**Check your understanding:**
A - Decide whether each statement agrees with the passage on U.S. energy policy. Answer yes or no for each, and quote the deciding words from the passage.
(i) The Interior Secretary named in the passage is Ken Salazar.
(ii) China and India have agreed to limit their production of greenhouse gases.
(iii) Saudi Arabia is described as America's largest supplier of oil.
B - List every place that the passage on U.S. energy policy names as a location where the industry is moving ahead with deep-water drilling.
C - Transcribe the passage on U.S. energy policy, beginning at the words "Yet this failure" and ending after the words "exploration and production.".

Passage shown Block Start

Yet this failure cannot be blame on the DOE alone. The EPA has abetted that failure with its attempt to impose costly energy regulations on businesses and consumers to "save the planet from man-made global warming"--a task it apparently intends to implement with or without Congressional approval. Furthermore, the Obama administration's recalcitrance in addressing America's genuine energy needs problem is so severe, a contempt of court ruling was issued against its Interior Secretary, Ken Salazar, for defying a court order to end the moratorium on off-shore drilling. This third government agency, which forms an unholy triumvirate with the DOE and the EPA, is also doing everything it can to suppress domestic energy exploration and production.

How unrealistic are these efforts? First, as the Wall Street Journal reports, while American deep-water oil production is languishing, "in other parts of the world...deep-water drilling has continued at a frenetic pace. The industry is moving full speed ahead in places like the Gulf of Guinea, the Mediterranean and the Turkish Black Sea." Second, China and India have resolutely refused to limit their production of greenhouse gases, which, while associated with so-called global warming, are also inextricably associated with economic development. Third, many European nations, most notably Germany and Spain, have stopped subsidizing green energy projects, largely in recognition of the fact that the costs far outweigh the benefits.

One may question the wisdom of such developments, but one fact remains beyond dispute: as long as other nations are pursuing their own agendas, any unilateral attempt by the United States to "save the planet" is doomed to fail.

None of this, nor the fact that America spends billions upon billions of dollars buying oil from regimes that hate us, support terror, or are in the throes of violent upheaval has altered this administration's determination to "wean America off oil," even as nothing remotely viable is available to take its place. Even as the unrest in Libya has sent price shocks through the oil industry, the president told a group of executives last week that "we actually think that we'll be able to ride out the Libya situation and it will stabilize."

Such an assessment is an astonishing disconnect from reality. Our third largest supplier of oil, Saudi Arabia, is facing its own Facebook-generated "Day of Rage" scheduled for March 11th. While the trajectory of any demonstrations there is more likely to follow what happened to protests in Iran, where uprisings have been successfully suppressed--as opposed to the number of Middle East nations where they have not--anything which threatens Saudi oil production would be nothing short of catastrophic with regard to oil prices and the American economy. "Riding out" such an event would be impossible, with predictions of oil rising to $200-per barrel or more.

Passage shown Block End
Recorded data Block Start

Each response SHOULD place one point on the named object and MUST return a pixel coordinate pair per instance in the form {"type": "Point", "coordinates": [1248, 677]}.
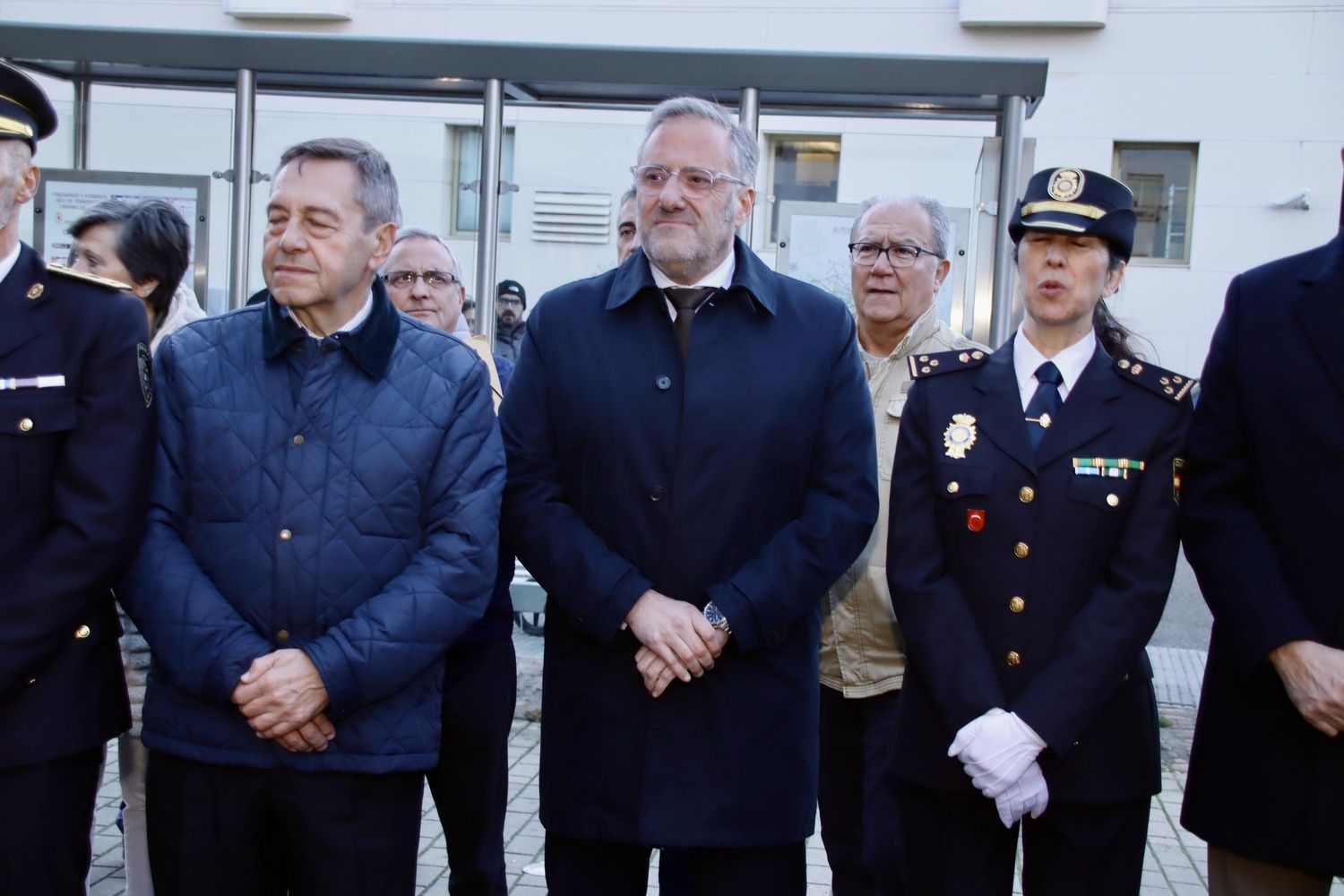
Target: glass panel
{"type": "Point", "coordinates": [1163, 183]}
{"type": "Point", "coordinates": [806, 168]}
{"type": "Point", "coordinates": [468, 160]}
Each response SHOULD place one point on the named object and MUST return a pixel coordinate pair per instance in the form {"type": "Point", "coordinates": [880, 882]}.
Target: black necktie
{"type": "Point", "coordinates": [1045, 405]}
{"type": "Point", "coordinates": [685, 300]}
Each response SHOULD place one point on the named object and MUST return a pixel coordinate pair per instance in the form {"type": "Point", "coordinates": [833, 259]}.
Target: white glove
{"type": "Point", "coordinates": [995, 750]}
{"type": "Point", "coordinates": [1029, 794]}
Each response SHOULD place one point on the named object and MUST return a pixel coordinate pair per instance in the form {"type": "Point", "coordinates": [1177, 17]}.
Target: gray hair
{"type": "Point", "coordinates": [375, 187]}
{"type": "Point", "coordinates": [419, 233]}
{"type": "Point", "coordinates": [937, 218]}
{"type": "Point", "coordinates": [744, 147]}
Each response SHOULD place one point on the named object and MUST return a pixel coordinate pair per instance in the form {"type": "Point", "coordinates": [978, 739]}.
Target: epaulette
{"type": "Point", "coordinates": [89, 279]}
{"type": "Point", "coordinates": [1155, 379]}
{"type": "Point", "coordinates": [925, 366]}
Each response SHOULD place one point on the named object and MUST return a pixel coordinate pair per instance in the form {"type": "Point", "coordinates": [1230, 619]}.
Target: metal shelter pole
{"type": "Point", "coordinates": [1010, 174]}
{"type": "Point", "coordinates": [488, 207]}
{"type": "Point", "coordinates": [239, 223]}
{"type": "Point", "coordinates": [81, 134]}
{"type": "Point", "coordinates": [749, 116]}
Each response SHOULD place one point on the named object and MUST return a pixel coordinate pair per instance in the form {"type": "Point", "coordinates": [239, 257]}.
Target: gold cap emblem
{"type": "Point", "coordinates": [1066, 185]}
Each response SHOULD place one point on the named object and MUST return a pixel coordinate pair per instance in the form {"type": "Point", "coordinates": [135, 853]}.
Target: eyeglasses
{"type": "Point", "coordinates": [433, 279]}
{"type": "Point", "coordinates": [898, 254]}
{"type": "Point", "coordinates": [695, 182]}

Recorded data Block End

**Task results:**
A -
(i) Yes: "a contempt of court ruling was issued against its Interior Secretary, Ken Salazar"
(ii) No: "China and India have resolutely refused to limit their production of greenhouse gases"
(iii) No: "Our third largest supplier of oil, Saudi Arabia"

B -
the Gulf of Guinea
the Mediterranean
the Turkish Black Sea

C -
Yet this failure cannot be blame on the DOE alone. The EPA has abetted that failure with its attempt to impose costly energy regulations on businesses and consumers to "save the planet from man-made global warming"--a task it apparently intends to implement with or without Congressional approval. Furthermore, the Obama administration's recalcitrance in addressing America's genuine energy needs problem is so severe, a contempt of court ruling was issued against its Interior Secretary, Ken Salazar, for defying a court order to end the moratorium on off-shore drilling. This third government agency, which forms an unholy triumvirate with the DOE and the EPA, is also doing everything it can to suppress domestic energy exploration and production.